_Testo estratto_
━━━━
Il ceto medio, che rappresenta solo un quinto dei contribuenti, paga due terzi dell’imposta. Così non va.

Nel 2023, secondo i dati del Dipartimento delle Finanze del Mef, il reddito complessivo dichiarato dalle persone fisiche per pagare l’Irpef ha superato per la prima volta i mille miliardi di euro, crescendo del 5,9% rispetto all’anno precedente. Il valore medio per contribuente si è attestato a 24.830 euro, un incremento netto che ha superato la crescita del Pil reale (+0,7%), trainato soprattutto dai lavoratori dipendenti (53,9%) e dai pensionati (30%).
━━━━
_Esercizio scritto 1_
Nel testo sui redditi Irpef, a quanto ammonta il valore medio dichiarato per contribuente nel 2023?
_Esercizio scritto 2_
Prosegui il testo sui redditi Irpef a partire dal punto in cui si interrompe.
━━━━
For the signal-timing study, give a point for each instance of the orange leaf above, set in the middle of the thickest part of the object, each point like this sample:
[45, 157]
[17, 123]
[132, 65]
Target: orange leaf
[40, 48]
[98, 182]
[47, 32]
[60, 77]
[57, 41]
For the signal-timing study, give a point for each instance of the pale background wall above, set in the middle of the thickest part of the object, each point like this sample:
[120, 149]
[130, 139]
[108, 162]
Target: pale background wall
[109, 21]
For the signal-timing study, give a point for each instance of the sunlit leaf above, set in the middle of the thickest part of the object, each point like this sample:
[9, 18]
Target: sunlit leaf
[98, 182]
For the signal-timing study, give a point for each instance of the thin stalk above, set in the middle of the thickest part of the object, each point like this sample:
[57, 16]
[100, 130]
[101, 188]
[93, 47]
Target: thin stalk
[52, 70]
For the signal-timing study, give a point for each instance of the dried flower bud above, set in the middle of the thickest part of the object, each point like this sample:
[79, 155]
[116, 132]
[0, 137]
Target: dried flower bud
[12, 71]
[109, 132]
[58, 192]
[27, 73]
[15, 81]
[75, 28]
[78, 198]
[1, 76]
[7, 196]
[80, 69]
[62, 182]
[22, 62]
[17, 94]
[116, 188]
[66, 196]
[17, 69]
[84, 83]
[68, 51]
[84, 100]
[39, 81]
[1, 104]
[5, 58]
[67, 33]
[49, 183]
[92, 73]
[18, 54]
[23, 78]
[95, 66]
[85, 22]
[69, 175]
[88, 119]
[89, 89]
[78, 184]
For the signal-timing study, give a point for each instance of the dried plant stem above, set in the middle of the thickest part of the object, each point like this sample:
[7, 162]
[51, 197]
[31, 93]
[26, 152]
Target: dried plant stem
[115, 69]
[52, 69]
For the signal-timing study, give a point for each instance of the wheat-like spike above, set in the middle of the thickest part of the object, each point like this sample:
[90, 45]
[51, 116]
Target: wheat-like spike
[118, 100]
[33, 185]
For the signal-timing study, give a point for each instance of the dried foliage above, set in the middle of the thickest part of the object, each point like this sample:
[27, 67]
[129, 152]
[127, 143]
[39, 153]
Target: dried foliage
━━━━
_Risultato finale 1_
24.830 euro.

_Risultato finale 2_
L’Irpef? La paga (quasi tutta) il ceto medio

Il vero motore delle entrate fiscali resta però sempre lo stesso: il ceto medio, o meglio i contribuenti con redditi sopra i 35mila euro, che rappresentano appena il 22% del totale, ma versano il 64% dell’imposta netta. Di questi, il 30% è concentrato nella fascia tra 35mila e 70mila euro. Al contrario, oltre 11,8 milioni di contribuenti (quasi un terzo del totale) non versano alcuna Irpef, grazie a detrazioni, soglie di esenzione e bonus come il trattamento integrativo. Il taglio della seconda aliquota Irpef dal 35 al 33% è rimasto lettera morta dopo la legge di Bilancio perché le poche risorse disponibili sono state impiegate sempre a vantaggio delle classi più deboli con il decreto Bollette che a chi non paga le tasse perché dichiara un reddito basso ha regalato altri 1,5 miliardi di sconti sull’elettricità.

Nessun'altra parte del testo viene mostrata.